[Excerpts of location labeling data]
——————
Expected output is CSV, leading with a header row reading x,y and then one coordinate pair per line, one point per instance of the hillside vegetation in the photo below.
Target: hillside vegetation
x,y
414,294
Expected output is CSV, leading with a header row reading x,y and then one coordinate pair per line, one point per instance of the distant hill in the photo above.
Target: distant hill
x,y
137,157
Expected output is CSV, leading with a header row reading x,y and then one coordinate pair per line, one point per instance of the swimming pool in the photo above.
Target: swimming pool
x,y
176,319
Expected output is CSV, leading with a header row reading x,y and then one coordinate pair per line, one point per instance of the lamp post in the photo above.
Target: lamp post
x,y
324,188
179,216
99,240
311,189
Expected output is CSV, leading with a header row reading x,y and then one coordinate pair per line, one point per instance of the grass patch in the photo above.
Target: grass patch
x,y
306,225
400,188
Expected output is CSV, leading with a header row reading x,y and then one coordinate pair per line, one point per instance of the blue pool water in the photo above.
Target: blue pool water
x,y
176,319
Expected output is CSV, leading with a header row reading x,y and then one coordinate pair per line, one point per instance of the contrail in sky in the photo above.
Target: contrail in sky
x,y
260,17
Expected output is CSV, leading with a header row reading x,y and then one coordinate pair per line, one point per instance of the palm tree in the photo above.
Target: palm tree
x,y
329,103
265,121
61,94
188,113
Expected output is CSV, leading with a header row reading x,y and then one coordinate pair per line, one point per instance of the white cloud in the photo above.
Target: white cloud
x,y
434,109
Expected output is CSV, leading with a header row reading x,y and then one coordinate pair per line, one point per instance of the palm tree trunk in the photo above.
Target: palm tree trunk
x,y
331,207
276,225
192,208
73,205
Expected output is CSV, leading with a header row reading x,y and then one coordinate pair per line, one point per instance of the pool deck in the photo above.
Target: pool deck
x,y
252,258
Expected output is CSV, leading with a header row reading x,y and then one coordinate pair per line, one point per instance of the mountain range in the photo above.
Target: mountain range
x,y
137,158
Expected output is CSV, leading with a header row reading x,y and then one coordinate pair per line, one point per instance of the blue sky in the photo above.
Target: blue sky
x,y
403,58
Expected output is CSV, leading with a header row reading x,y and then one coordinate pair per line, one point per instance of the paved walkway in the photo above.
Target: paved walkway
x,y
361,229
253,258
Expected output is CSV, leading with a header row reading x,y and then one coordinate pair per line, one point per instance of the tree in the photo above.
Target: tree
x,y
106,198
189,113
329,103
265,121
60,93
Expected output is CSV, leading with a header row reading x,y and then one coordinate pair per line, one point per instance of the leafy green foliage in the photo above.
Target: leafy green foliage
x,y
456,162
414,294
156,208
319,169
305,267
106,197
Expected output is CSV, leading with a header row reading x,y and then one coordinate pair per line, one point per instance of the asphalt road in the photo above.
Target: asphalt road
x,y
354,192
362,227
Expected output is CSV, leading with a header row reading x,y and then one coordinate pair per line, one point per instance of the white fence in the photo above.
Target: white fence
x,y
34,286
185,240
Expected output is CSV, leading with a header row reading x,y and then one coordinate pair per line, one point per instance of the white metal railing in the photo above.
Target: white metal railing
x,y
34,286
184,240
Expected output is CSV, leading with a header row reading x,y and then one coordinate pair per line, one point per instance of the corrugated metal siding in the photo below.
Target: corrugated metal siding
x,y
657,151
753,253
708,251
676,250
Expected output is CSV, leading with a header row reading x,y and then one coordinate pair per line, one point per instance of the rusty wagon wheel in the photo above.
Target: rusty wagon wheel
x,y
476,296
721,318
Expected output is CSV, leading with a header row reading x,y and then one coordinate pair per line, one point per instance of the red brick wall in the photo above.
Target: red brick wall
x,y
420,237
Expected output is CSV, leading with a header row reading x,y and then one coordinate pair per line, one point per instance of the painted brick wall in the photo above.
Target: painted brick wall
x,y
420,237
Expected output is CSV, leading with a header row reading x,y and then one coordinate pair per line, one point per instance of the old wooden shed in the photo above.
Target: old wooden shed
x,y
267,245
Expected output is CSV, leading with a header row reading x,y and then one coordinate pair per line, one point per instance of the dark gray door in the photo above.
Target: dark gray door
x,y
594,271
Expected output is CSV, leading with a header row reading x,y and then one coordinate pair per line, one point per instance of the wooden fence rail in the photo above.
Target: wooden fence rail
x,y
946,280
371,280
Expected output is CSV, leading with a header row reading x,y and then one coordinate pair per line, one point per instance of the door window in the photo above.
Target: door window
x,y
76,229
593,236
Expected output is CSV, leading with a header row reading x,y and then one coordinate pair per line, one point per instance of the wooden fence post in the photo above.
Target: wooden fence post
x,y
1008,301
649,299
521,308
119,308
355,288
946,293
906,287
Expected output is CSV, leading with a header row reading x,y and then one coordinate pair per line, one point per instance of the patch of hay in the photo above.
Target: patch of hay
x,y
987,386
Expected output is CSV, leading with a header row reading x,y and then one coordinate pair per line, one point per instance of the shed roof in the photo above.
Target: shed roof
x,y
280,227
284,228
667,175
——————
● **The exercise**
Print the entries exactly. Include every one.

● **Problem solution**
Expected output is CSV, leading with a header row reading x,y and then one coordinate pair per line, one point per instance of the hillside vegetation in the photo below.
Target: hillside vegetation
x,y
414,294
Expected output is CSV, leading with a header row reading x,y and then one coordinate pair per line, one point per instance of the distant hill in the photo above.
Target: distant hill
x,y
137,157
Expected output is CSV, leading with a header row reading x,y and then one coordinate pair per line, one point per instance of the swimming pool in the photo above.
Target: swimming pool
x,y
176,319
Expected output is CSV, leading with a header row reading x,y and then one coordinate pair per line, one point per instance of the lamp post in the photo above.
Target: lamp post
x,y
324,188
179,216
99,240
311,189
Expected output is CSV, leading with a header row reading x,y and then one coordinate pair per line, one point per instance of the grass patch in the photo above.
Target: grass patch
x,y
306,225
400,188
Expected output is CSV, leading with a header row reading x,y and then one coordinate pair per line, one point per instance of the blue pool water in the photo above.
Target: blue pool water
x,y
176,319
Expected output is CSV, leading with a header row reading x,y and then one coordinate pair per line, one point per instance of the contrail in sky in the photo above.
Target: contrail in sky
x,y
260,17
Expected output is CSV, leading with a header row reading x,y and then one coordinate pair per line, one point per instance of the palm tree in the photo above.
Target: palm tree
x,y
329,103
265,121
61,94
188,113
Expected output is CSV, leading with a header row reading x,y and then one coordinate pair per line, one point per instance of the white cloud in the photo above.
Target: white cloud
x,y
434,109
Expected output is CSV, leading with a header row reading x,y and then one coordinate pair per line, one point per instance of the palm tree trunk in the photo above.
Target: palm tree trunk
x,y
331,207
276,225
192,208
73,205
Expected output is CSV, leading with a header row reading x,y and then one coordinate pair per line, one point per instance of the pool deck in the photo above.
Target: pool deck
x,y
252,258
Expected output is CSV, leading with a header row reading x,y and then one coordinate pair per line, one point per instance of the mountain range in the photo above.
Target: mountain range
x,y
137,158
Expected output is CSV, leading with a header row reading x,y and then one coordinate pair per line, one point per instance of the blue sky in the photo above.
Target: blue sky
x,y
403,58
Expected output is CSV, leading with a header row reading x,y and then one coordinate pair per line, one point per instance of the paved walkway in the photo above.
Target: paved walkway
x,y
361,229
253,258
Expected output is CSV, leading with a header row reading x,y and then one coordinate pair per line, one point per instance of the tree in the photo above.
Target: tree
x,y
106,198
189,113
329,103
265,121
60,93
Expected output is CSV, leading with a header row reading x,y and then one coordinate pair per line, one point per instance of the leafy green foliage in the photo above.
Target: leafy green foliage
x,y
456,162
414,294
156,208
319,169
305,267
106,197
Expected output is CSV, leading with a header row reading x,y and then one coordinate pair per line, one point per instance of the asphalt road in the photo above.
Target: asphalt road
x,y
354,192
362,227
Expected output is CSV, leading with a header row reading x,y and then one coordinate pair per line, one point per instance of the white fence in the photo above.
Target: white fence
x,y
34,286
185,240
Expected output is CSV, leading with a header row reading x,y and then one coordinate pair per line, one point per instance of the white metal railing in the photo above.
Target: white metal railing
x,y
34,286
184,240
Expected output is CSV, leading with a header row reading x,y and then one coordinate pair per line, one point per instance of the corrugated metal siding in the photo below.
Target: corrugated metal siding
x,y
657,151
753,253
708,251
676,250
Expected output is CSV, leading with a header row reading x,y and then one coordinate pair per line, one point per instance of the rusty wagon wheel in the photo above.
Target: rusty wagon wheel
x,y
476,296
721,318
Expected output is CSV, leading with a header row reading x,y and then one coordinate pair per line, one point per instance of the red brick wall in the photo above.
Target: red brick wall
x,y
420,237
Expected output is CSV, leading with a header row reading x,y and then one coordinate pair per line, one point per instance of the painted brick wall in the photo above.
Target: painted brick wall
x,y
420,237
Expected output is CSV, leading with a header row reading x,y and then one coordinate pair per line, one point per instance of the old wooden shed in the photo above.
Target: old wooden shed
x,y
267,245
Expected output is CSV, leading with a header row reading x,y and then one coordinate pair per line, one point per instance of the dark gray door in the photo above.
Target: dark gray door
x,y
594,271
Expected output is CSV, leading with a header row reading x,y and then one coordinate pair per line, one point per instance of the wooden fence rail in the photo above.
Target: wooden fence rail
x,y
946,280
371,280
Expected output is CSV, leading with a header row reading x,y and then one coordinate pair per line, one point per instance of the door window in the photo above.
Target: door window
x,y
76,229
593,236
Expected output is CSV, leading with a header row reading x,y and then one coordinate pair per line, one point per instance of the wooden fence post in the photo above.
Target: wooden fence post
x,y
1008,301
649,299
521,308
119,308
355,288
946,293
906,287
Expected output is CSV, leading with a header row reading x,y and then one coordinate pair per line, one point per instance of the patch of hay in the photo above.
Target: patch of hay
x,y
987,386
Expected output is CSV, leading with a header row reading x,y and then one coordinate pair per line, one point per instance of the shed roof in the photo above.
Target: shed roof
x,y
280,227
284,228
667,175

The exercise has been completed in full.